**TEXT PROVIDED**
>>

Date: Fri, 18 Sep 2009 10:47:07 -0400
From: Vivek Goyal <vgoyal@redhat.com>
To: Gui Jianfeng <guijianfeng@cn.fujitsu.com>
Cc: linux-kernel@vger.kernel.org, jens.axboe@oracle.com,
       containers@lists.linux-foundation.org, dm-devel@redhat.com,
       nauman@google.com, dpshah@google.com, lizf@cn.fujitsu.com,
       mikew@google.com, fchecconi@gmail.com, paolo.valente@unimore.it,
       ryov@valinux.co.jp, fernando@oss.ntt.co.jp, s-uchida@ap.jp.nec.com,
       taka@valinux.co.jp, jmoyer@redhat.com, dhaval@linux.vnet.ibm.com,
       balbir@linux.vnet.ibm.com, righi.andrea@gmail.com,
       m-ikeda@ds.jp.nec.com, agk@redhat.com, akpm@linux-foundation.org,
       peterz@infradead.org, jmarchan@redhat.com,
       torvalds@linux-foundation.org, mingo@elte.hu, riel@redhat.com,
       KAMEZAWA Hiroyuki <kamezawa.hiroyu@jp.fujitsu.com>
Subject: Re: [PATCH] io-controller: Fix another bug that causing system
	hanging
Message-ID: <20090918144707.GA11338@redhat.com>
References: <1251495072-7780-1-git-send-email-vgoyal@redhat.com> <1251495072-7780-12-git-send-email-vgoyal@redhat.com> <4AB30508.6010206@cn.fujitsu.com>
MIME-Version: 1.0
Content-Type: text/plain; charset=us-ascii
Content-Disposition: inline
In-Reply-To: <4AB30508.6010206@cn.fujitsu.com>
User-Agent: Mutt/1.5.18 (2008-05-17)
Sender: linux-kernel-owner@vger.kernel.org
Content-Length: 4672
Lines: 119

On Fri, Sep 18, 2009 at 11:56:56AM +0800, Gui Jianfeng wrote:
> Vivek Goyal wrote:
> ...
> 
> >   * If io scheduler has functionality of keeping track of close cooperator, check
> >   * with it if it has got a closely co-operating queue.
> > @@ -2057,6 +2171,7 @@ void *elv_select_ioq(struct request_queue *q, int force)
> >  {
> >  	struct elv_fq_data *efqd = q->elevator->efqd;
> >  	struct io_queue *new_ioq = NULL, *ioq = elv_active_ioq(q->elevator);
> > +	struct io_group *iog;
> >  
> >  	if (!elv_nr_busy_ioq(q->elevator))
> >  		return NULL;
> > @@ -2064,6 +2179,8 @@ void *elv_select_ioq(struct request_queue *q, int force)
> >  	if (ioq == NULL)
> >  		goto new_queue;
> >  
> > +	iog = ioq_to_io_group(ioq);
> > +
> >  	/*
> >  	 * Force dispatch. Continue to dispatch from current queue as long
> >  	 * as it has requests.
> > @@ -2075,11 +2192,47 @@ void *elv_select_ioq(struct request_queue *q, int force)

<<

**DATASET**

>>

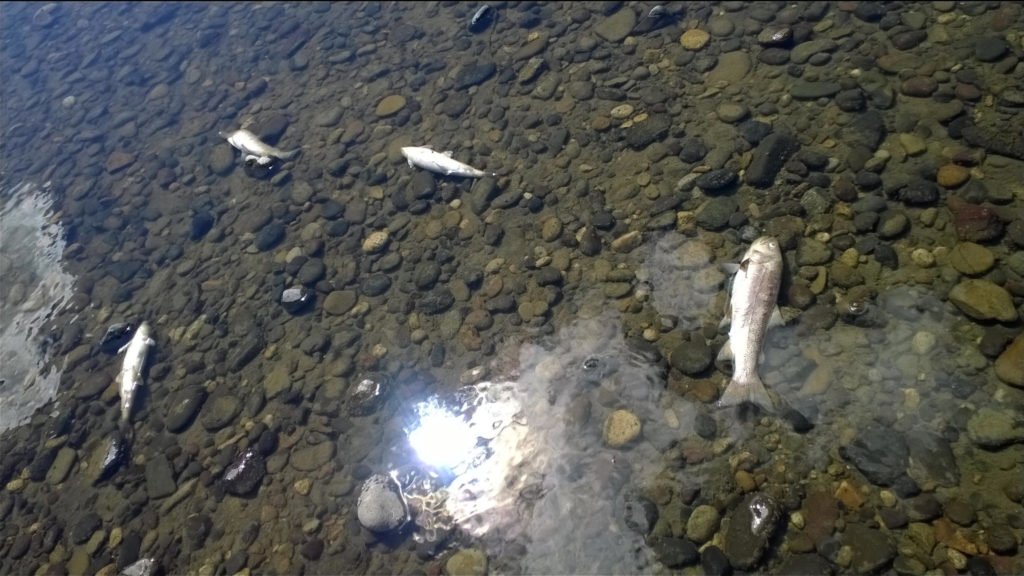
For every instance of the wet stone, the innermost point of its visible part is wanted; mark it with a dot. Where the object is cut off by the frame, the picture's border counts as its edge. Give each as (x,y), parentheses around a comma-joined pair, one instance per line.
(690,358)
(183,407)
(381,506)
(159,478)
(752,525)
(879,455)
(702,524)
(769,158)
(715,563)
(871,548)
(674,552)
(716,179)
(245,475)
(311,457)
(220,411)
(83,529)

<<
>>

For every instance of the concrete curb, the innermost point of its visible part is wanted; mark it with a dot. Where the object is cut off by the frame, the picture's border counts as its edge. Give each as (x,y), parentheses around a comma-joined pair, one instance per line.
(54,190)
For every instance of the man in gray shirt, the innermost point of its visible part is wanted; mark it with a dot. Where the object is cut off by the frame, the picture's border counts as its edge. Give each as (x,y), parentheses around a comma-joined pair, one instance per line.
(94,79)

<<

**SET OF TASKS**
[a] Count the lines of the rows that contain the string "mark", treating case as significant, and give only the number.
[b] Carry on the io-controller patch email from its last line.
The io-controller patch email and the rows are unrelated to each other.

**REPLIES**
[a] 3

[b]
> >  			goto expire;
> >  	}
> >  
> > +	/* We are waiting for this group to become busy before it expires.*/
> > +	if (elv_iog_wait_busy(iog)) {
> > +		ioq = NULL;
> > +		goto keep_queue;
> > +	}
> > +
> >  	/*
> >  	 * The active queue has run out of time, expire it and select new.
> >  	 */
> > -	if (elv_ioq_slice_used(ioq) && !elv_ioq_must_dispatch(ioq))
> > -		goto expire;
> > +	if ((elv_ioq_slice_used(ioq) || elv_ioq_class_idle(ioq))
> > +	     && !elv_ioq_must_dispatch(ioq)) {
> > +		/*
> > +		 * Queue has used up its slice. Wait busy is not on otherwise
> > +		 * we wouldn't have been here. If this group will be deleted
> > +		 * after the queue expiry, then make sure we have onece
> > +		 * done wait busy on the group in an attempt to make it
> > +		 * backlogged.
> > +		 *
> > +		 * Following check helps in two conditions.
> > +		 * - If there are requests dispatched from the queue and
> > +		 *   select_ioq() comes before a request completed from the
> > +		 *   queue and got a chance to arm any of the idle timers.
> > +		 *
> > +		 * - If at request completion time slice had not expired and
> > +		 *   we armed either a ioq timer or group timer but when
> > +		 *   select_ioq() hits, slice has expired and it will expire
> > +		 *   the queue without doing busy wait on group.
> > +		 *
> > +		 * In similar situations cfq lets delte the queue even if
> > +		 * idle timer is armed. That does not impact fairness in non
> > +		 * hierarhical setup due to weighted slice lengths. But in
> > +		 * hierarchical setup where group slice lengths are derived
> > +		 * from queue and is not proportional to group's weight, it
> > +		 * harms the fairness of the group.
> > +		 */
> > +		if (elv_iog_should_idle(ioq) && !elv_iog_wait_busy_done(iog)) {
> 
> Hi Vivek,
> 
> Here is another bug which will cause task hanging when accessing into a certain disk.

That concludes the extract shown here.